## QUOTED PASSAGE
╭──

House debates

Monday, 21 November 2011

Bills

Police Overseas Service (Territories of Papua and New Guinea) Medal Bill 2011; First Reading

11:32 am

Photo of Laurie FergusonLaurie Ferguson (Werriwa, Australian Labor Party) Share this | Hansard source

After the previous contribution I would like to bring people back to the real world. As for people not being incarcerated: in the last state elections the new Liberal Party attorney-general of New South Wales, Greg Smith, did something that has been long overdue. He called for a stop in the race between Labor and Liberal to imprison more people, to create more jails and to spend millions more dollars with regard to incarceration.

And as for people not being jailed, in New South Wales an estimated 50,000 people a year go through our jail system. Increasingly they are people on remand—people who have not been sentenced and people who have subsequently been found to be innocent. It is costing the Australian taxpayer an increasing amount of money. Between 2002-03 and 2006-07 the annual expenditure on prisons in New South Wales went up by four per cent. This increase is greater than what we are spending on the police force. It is also interesting to note that 60,000 Australian children a year are affected by their family members being in jail.

The member for Aston talked about respect and about Aboriginals taking responsibility for themselves et cetera, somehow implying that this was perhaps not integral to their reality. It is interesting to note that these areas of discrimination about who is in prison are universal; they are international. In the United States blacks, who constitute 12.6 per cent of the population, constitute 39.4 per cent of the prison population. Hispanics constitute 16.3 per cent of the population but constitute 20.6 per cent of the prison population.

╰──

## DATASET
╭──

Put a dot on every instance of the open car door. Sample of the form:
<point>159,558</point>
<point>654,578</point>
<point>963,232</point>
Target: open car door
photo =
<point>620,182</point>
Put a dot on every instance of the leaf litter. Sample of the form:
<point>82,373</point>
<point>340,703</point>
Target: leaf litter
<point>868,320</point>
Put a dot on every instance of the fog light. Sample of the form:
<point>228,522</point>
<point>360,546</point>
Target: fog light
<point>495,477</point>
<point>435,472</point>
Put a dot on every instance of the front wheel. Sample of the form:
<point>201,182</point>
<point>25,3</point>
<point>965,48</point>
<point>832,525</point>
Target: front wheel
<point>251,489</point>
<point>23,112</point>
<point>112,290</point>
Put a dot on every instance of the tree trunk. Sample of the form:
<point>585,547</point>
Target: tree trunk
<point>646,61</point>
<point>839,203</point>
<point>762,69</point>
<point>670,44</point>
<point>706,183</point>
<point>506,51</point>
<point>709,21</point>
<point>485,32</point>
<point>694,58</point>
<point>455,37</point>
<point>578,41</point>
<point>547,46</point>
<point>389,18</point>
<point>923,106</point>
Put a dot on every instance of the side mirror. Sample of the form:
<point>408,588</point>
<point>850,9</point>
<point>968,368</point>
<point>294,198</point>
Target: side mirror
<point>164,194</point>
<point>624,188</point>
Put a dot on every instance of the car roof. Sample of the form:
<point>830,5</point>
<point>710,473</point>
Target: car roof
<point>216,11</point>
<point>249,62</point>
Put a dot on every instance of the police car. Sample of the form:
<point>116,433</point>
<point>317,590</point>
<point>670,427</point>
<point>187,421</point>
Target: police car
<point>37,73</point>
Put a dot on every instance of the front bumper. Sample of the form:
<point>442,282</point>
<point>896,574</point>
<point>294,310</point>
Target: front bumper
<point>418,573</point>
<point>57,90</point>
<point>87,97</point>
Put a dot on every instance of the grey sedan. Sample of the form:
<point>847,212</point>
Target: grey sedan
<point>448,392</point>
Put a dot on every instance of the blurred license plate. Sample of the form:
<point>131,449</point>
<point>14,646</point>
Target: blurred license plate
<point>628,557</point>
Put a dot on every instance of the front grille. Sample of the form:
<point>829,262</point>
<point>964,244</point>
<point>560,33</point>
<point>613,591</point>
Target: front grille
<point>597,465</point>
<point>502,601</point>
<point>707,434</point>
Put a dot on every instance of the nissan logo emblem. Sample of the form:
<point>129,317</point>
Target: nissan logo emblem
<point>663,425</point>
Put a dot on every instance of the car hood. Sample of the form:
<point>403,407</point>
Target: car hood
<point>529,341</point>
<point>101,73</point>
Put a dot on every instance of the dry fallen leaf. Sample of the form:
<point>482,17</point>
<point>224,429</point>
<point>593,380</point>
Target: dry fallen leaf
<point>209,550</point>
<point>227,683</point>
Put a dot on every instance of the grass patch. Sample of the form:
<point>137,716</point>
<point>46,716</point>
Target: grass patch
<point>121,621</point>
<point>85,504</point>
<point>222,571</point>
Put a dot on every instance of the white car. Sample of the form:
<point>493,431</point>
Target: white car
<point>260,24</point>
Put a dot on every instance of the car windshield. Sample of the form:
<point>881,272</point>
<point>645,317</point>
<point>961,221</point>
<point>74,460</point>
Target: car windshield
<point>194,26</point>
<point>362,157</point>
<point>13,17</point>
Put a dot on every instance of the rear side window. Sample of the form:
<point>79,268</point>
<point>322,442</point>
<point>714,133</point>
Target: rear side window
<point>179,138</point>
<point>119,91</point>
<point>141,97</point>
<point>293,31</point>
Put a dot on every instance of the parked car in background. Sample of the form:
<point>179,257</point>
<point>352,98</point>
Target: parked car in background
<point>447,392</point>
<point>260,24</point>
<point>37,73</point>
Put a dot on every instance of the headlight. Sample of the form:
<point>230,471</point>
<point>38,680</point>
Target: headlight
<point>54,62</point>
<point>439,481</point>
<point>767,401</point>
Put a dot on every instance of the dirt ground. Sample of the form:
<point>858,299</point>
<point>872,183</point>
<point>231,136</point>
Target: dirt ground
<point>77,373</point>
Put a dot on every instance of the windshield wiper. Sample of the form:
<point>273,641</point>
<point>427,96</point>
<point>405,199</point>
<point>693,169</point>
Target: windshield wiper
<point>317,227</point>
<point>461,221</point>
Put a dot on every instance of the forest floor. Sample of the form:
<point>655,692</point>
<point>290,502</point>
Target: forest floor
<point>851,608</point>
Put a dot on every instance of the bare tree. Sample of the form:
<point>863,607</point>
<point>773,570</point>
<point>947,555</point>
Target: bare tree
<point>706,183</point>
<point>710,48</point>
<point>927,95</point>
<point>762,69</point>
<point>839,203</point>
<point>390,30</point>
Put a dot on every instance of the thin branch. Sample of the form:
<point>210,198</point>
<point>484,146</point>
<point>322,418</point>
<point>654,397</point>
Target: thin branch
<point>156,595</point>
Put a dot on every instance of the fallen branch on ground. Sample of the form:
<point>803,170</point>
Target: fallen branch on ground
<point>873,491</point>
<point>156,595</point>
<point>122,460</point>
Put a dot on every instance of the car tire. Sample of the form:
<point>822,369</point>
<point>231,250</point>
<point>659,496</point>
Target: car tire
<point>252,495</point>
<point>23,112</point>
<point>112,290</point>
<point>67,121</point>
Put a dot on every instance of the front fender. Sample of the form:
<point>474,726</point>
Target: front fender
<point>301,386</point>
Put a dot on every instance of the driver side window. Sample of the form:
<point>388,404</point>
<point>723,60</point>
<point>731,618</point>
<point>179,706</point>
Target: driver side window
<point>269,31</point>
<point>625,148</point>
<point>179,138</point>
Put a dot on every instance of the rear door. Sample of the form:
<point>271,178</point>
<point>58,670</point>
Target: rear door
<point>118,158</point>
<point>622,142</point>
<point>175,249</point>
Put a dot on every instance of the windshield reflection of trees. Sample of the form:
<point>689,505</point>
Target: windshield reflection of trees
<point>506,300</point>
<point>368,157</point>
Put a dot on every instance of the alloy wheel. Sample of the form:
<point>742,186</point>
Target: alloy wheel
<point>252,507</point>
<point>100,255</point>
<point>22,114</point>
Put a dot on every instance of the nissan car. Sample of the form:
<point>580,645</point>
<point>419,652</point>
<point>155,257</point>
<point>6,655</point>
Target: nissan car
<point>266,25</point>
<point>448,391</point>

╰──

## REQUIREMENT 1
Set down the House debate speech word for word, from "House debates" to "regard to incarceration.".
## REQUIREMENT 2
According to the House debate speech, about how many people a year go through the New South Wales jail system?
## REQUIREMENT 3
Extend the House debate speech on incarceration, picking up after its final sentence.

## ANSWER SECTION 1
House debates

Monday, 21 November 2011

Bills

Police Overseas Service (Territories of Papua and New Guinea) Medal Bill 2011; First Reading

11:32 am

Photo of Laurie FergusonLaurie Ferguson (Werriwa, Australian Labor Party) Share this | Hansard source

After the previous contribution I would like to bring people back to the real world. As for people not being incarcerated: in the last state elections the new Liberal Party attorney-general of New South Wales, Greg Smith, did something that has been long overdue. He called for a stop in the race between Labor and Liberal to imprison more people, to create more jails and to spend millions more dollars with regard to incarceration.

## ANSWER SECTION 2
An estimated 50,000 people a year.

## ANSWER SECTION 3
Michelle Alexander in the book The New Jim Crow: Mass Incarceration in the Age of Colorblindness has commented that the United States currently imprisons a larger percentage of its black population than South Africa did at the height of apartheid. I have had the opportunity of being in the Netherlands to see a system that is regarded internationally as very progressive, but you see the same pattern there: the Surinamese—people from Dutch Guiana in South America—have incredibly higher incarceration rates than the general population.

There are certain other characteristics of those in prison. I refer to the inquiry undertaken by the Liberal Party MLC in New South Wales, John Ryan, in 2002 with regard to New South Wales prisons. He showed that 60 per cent of people in prisons are fundamentally illiterate, 60 per cent of them do not have year 10 education, 64 per cent of them do not have a stable family and greater than 60 per cent of them have a history with illicit drugs. It is interesting to note that in the current failure and the increasing money that we are spending on this system that one-third of New South Wales prisoners are re-imprisoned within two years. We have to ask ourselves whether that is money that is well spent. As I said, this has more to do with people's socio-economic circumstances, with their ethnicity, with their problems with mental disorders and with regard to their educational limits than it does with believing that this can somehow be cured by showing respect to people.

There was an interesting article in last week's Guardian Weekly by George Monbiot:

In a study published by the journal Psychology, Crime and Law, Belinda Board and Katarina Fritzon tested 39 senior managers and chief executives from leading British businesses. They compared the results with the same tests on patients at Broadmoor special hospital, where people who have been convicted of serious crimes are incarcerated. On certain indicators of psychopathy, the bosses scores either matched or exceeded those of the patients.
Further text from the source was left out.